GIVEN TEXT |
So, this patch changes 2 things: it actually fixes the problem and it
optimizes scanning of root domains. Even though the changes are limited,
I'd be more comfortable if we split them in two (fix + optimization).

Would you be up for doing it?

> */
> for_each_possible_cpu(cpu) {
> rcu_read_lock_sched();
> +
> + if (dl_bw_visited(cpu, gen))
> + goto next;
> +
> dl_b = dl_bw_of(cpu);
> + cpus = dl_bw_cpus(cpu);
>
> raw_spin_lock_irqsave(&dl_b->lock, flags);
> - if (new_bw < dl_b->total_bw)
> + if (new_bw * cpus < dl_b->total_bw)
> ret = -EBUSY;
> raw_spin_unlock_irqrestore(&dl_b->lock, flags);
>
> +next:
> rcu_read_unlock_sched();
>
> if (ret)
> @@ -2563,6 +2584,7 @@ static void init_dl_rq_bw_ratio(struct dl_rq *dl_rq)
> void sched_dl_do_global(void)
> {
> u64 new_bw = -1;
> + u64 gen = ++dl_generation;
> struct dl_bw *dl_b;
> int cpu;
> unsigned long flags;
> @@ -2573,11 +2595,14 @@ void sched_dl_do_global(void)
> if (global_rt_runtime() != RUNTIME_INF)
> new_bw = to_ratio(global_rt_period(), global_rt_runtime());
>
> - /*
> - * FIXME: As above...
> - */
> for_each_possible_cpu(cpu) {
> rcu_read_lock_sched();
> +
> + if (dl_bw_visited(cpu, gen)) {
> + rcu_read_unlock_sched();
> + continue;
> + }
> +
> dl_b = dl_bw_of(cpu);
>
> raw_spin_lock_irqsave(&dl_b->lock, flags);
> diff --git a/kernel/sched/sched.h b/kernel/sched/sched.h
> index 28709f6b0975..c23976bc38e9 100644
> --- a/kernel/sched/sched.h
> +++ b/kernel/sched/sched.h
> @@ -258,10 +258,11 @@ struct rt_bandwidth {
> void __dl_clear_params(struct task_struct *p);
>
> /*
> - * To keep the bandwidth of -deadline tasks and groups under control
> + * To keep the bandwidth of -deadline tasks under control
> * we need some place where:
> - * - store the maximum -deadline bandwidth of the system (the group);
> - * - cache the fraction of that bandwidth that is currently allocated.
> + * - store the maximum -deadline bandwidth of each CPU;
> + * - cache the fraction of that bandwidth that is currently allocated
> + * in each root domain;
> *
> * This is all done in the data structure below. It is similar to the
> * one used for RT-throttling (rt_bandwidth), with the main difference
> @@ -269,17 +270,10 @@ void __dl_clear_params(struct task_struct *p);
> * do not decrease any runtime while the group "executes", neither we
> * need a timer to replenish it.
> *
> - * With respect to SMP, the bandwidth is given on a per-CPU basis,
> + * With respect to SMP, the bandwidth is given on per root domain basis,
> * meaning that:
> - * - dl_bw (< 100%) is the bandwidth of the system (group) on each CPU;
> - * - dl_total_bw array contains, in the i-eth element, the currently
> - * allocated bandwidth on the i-eth CPU.

LIST OF TASKS |
(1) Reproduce the part of the patch review starting at "Would you be" and ending at "(new_bw < dl_b->total_bw)".
(2) Find each line of the records that includes the string "fixture", and copy those lines.

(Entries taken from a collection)
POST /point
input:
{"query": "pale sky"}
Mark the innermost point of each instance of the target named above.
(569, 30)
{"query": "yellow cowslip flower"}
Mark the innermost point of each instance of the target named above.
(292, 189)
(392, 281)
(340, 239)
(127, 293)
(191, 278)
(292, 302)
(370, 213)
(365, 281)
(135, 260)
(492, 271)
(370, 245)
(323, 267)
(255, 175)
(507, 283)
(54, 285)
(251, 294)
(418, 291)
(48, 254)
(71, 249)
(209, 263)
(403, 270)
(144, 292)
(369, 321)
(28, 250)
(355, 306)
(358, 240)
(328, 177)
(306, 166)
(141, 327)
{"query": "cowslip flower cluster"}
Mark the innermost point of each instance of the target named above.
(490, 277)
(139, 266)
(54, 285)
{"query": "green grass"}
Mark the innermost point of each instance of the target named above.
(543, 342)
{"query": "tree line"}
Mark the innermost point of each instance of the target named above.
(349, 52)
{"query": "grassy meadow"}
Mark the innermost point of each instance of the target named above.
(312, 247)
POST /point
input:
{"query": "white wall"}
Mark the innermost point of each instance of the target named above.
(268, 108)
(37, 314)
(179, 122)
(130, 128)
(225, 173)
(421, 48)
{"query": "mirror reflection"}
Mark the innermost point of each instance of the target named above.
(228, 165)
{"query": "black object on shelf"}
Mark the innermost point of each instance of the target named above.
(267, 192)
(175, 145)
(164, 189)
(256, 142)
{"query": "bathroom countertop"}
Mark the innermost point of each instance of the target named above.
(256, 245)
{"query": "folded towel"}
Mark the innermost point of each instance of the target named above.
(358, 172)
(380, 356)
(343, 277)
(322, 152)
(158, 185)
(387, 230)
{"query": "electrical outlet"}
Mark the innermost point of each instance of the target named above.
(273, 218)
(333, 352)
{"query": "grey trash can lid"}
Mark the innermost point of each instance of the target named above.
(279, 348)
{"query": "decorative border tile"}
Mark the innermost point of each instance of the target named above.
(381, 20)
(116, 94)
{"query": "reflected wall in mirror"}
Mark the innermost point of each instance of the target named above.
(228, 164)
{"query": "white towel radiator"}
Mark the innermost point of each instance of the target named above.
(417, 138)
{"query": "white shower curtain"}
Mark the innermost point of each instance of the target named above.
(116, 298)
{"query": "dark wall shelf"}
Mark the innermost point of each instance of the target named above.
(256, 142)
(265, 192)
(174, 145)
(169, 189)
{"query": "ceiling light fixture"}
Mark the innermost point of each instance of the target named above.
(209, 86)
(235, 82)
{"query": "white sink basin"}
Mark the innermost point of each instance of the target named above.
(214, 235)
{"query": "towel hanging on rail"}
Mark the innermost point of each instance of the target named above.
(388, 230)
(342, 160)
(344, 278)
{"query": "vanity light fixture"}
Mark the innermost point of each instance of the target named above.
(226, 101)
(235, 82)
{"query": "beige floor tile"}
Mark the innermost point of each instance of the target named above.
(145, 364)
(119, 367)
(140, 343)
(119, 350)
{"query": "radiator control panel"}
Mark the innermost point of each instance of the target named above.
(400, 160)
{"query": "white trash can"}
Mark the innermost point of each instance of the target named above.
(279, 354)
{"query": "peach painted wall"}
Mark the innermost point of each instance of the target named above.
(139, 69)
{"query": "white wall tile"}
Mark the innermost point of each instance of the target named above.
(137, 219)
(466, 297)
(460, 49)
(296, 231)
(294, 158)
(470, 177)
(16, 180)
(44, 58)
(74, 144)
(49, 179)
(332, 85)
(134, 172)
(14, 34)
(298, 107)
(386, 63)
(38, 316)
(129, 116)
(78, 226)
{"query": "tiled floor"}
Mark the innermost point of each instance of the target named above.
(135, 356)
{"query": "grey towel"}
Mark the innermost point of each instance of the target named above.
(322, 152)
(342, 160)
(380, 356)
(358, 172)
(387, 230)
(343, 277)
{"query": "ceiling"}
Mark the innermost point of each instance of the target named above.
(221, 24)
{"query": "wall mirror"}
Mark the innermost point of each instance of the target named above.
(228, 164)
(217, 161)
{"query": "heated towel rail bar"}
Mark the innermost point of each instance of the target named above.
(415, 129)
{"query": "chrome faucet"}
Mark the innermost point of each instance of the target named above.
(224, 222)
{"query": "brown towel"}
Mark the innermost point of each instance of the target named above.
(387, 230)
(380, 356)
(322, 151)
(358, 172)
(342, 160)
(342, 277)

RESPONSE LIST |
(1)
Would you be up for doing it?

> */
> for_each_possible_cpu(cpu) {
> rcu_read_lock_sched();
> +
> + if (dl_bw_visited(cpu, gen))
> + goto next;
> +
> dl_b = dl_bw_of(cpu);
> + cpus = dl_bw_cpus(cpu);
>
> raw_spin_lock_irqsave(&dl_b->lock, flags);
> - if (new_bw < dl_b->total_bw)

(2)
{"query": "ceiling light fixture"}
{"query": "vanity light fixture"}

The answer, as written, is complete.